SELECTED EXTRACT:
....................

As I mentioned last time, I enjoy your input quite a bit, so please contribute to the knowledge pool in the comments!

5 lessons from Nationals

We’ve waited 6 years and last weekend we finally had nationals again in Denmark; two days of Standard and draft to determine who would represent us at the World Magic Cup alongside Martin Müller. More importantly, for me at least, it was two days where all the awesome people I’ve met in the Danish Magic community met up, even the ones that have stopped playing. It was impossible to be bored because I was either playing Magic or I was hanging out with some of the funniest people I’ve met. I already cannot wait for next year, and I’m sure it will be even better. But we are here to learn, so let’s take a look at some of the decisions I made and see if there are any takeaways.


1. Metagaming

First up is deck selection. I started with UB since it had just won me a Pro Tour invite and the metagame hadn’t really changed since. I was a bit concerned when Mardu Vehicles won one GP the week before and UB won the other. You may think that UB winning was a good sign but it just meant that now everyone knew about it and would get a lot of reps in against it if they played online. Also the GP’s showcased GW Ramp which is a horrible matchup. I stuck to my guns, though and Thomas Enevoldsen was also on board so I hoped we could come up with a good list. This was the result:

UB Control by Anders Gotfredsen

Creatures (6)
The Scarab God
Torrential Gearhulk

Spells (28)

....................

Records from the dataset
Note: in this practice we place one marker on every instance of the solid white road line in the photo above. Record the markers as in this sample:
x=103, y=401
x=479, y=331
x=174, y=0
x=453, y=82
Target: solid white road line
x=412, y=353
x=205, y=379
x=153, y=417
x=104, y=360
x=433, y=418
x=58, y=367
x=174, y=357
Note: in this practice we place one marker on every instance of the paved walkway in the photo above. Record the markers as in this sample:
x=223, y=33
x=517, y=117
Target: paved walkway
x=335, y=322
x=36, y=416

....................

AIM A: In the Nationals lessons piece, who was already going to represent Denmark at the World Magic Cup?
AIM B: Please rewrite the dataset rows starting with the line containing "of the paved" and going on through the last row, swapping "paved walkway" for "stone footpath" and keeping everything else the same.

TASK OUTPUT A: Martin Müller

TASK OUTPUT B:
Note: in this practice we place one marker on every instance of the stone footpath in the photo above. Record the markers as in this sample:
x=223, y=33
x=517, y=117
Target: stone footpath
x=335, y=322
x=36, y=416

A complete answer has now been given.